** Goal **
Please reproduce every line of the listing below verbatim, leaving out the pictures.

** Data for this task **
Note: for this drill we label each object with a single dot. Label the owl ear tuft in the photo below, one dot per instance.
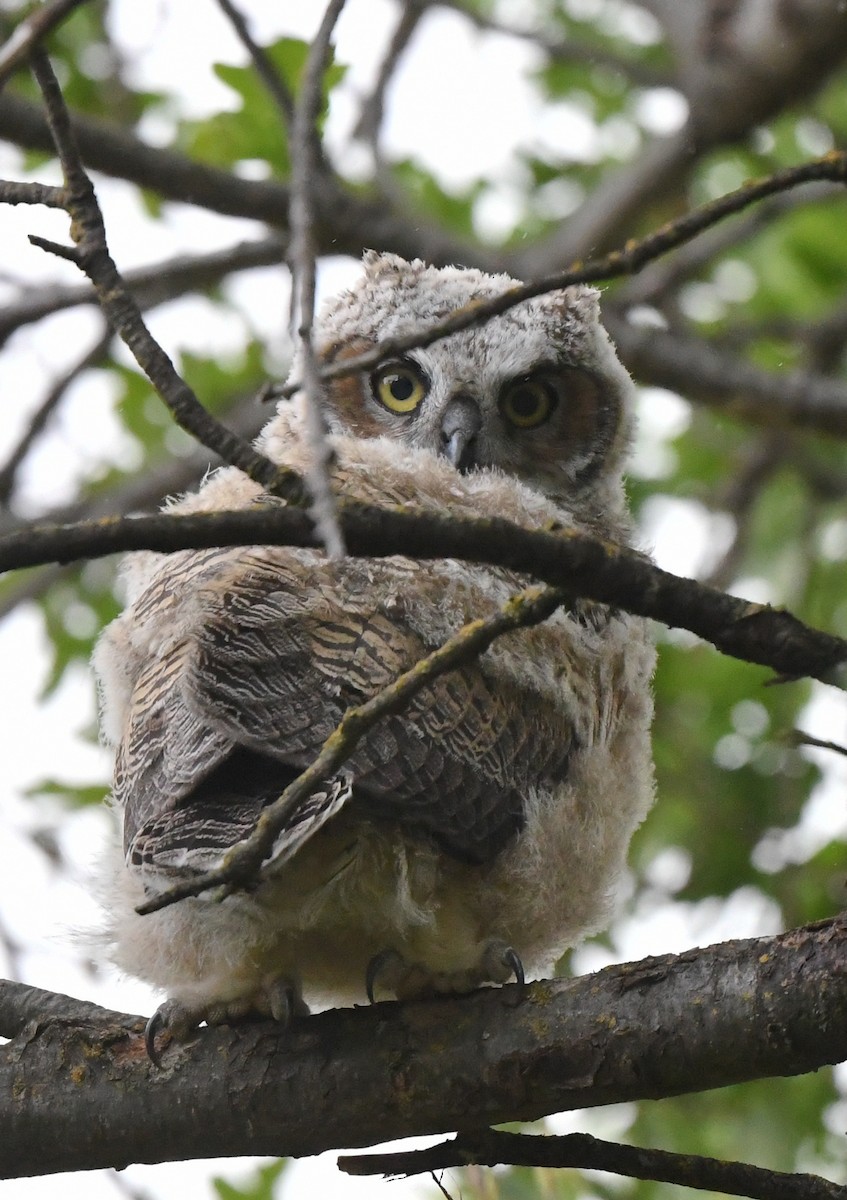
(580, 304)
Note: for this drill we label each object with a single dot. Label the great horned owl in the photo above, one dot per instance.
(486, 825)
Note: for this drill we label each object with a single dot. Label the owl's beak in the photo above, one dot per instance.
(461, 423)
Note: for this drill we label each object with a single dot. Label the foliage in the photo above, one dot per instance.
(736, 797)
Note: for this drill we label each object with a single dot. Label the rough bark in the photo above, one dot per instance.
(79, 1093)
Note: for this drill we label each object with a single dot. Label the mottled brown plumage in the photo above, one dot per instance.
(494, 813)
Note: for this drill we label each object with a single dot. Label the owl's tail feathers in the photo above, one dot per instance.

** Final answer **
Note: for this drill we label each object with a single dot. Label the owl ear tuft in the photo below, one dot per instance.
(580, 304)
Note: for this drill we label each object with a single dot. Label the great horned owl in the photo above, one dot per instance.
(486, 825)
Note: for this drill we label each object with a single dot. Label the owl's beak in the photo above, one dot per instance.
(461, 423)
Note: for this drill we label each object with a single dot. Label the foliage in the photo above, one dot per instance.
(736, 797)
Note: for this drill we label each object with a single dot. Label the rough bark in the photo above, one dot per instance.
(79, 1093)
Note: for this drill we label each object with a single dot. Label the mottled brown plumage in the photo above, one dot per instance.
(494, 813)
Note: for this drill we label each object with a single dot. Label the owl's tail feathers in the photo above, one dot per instance.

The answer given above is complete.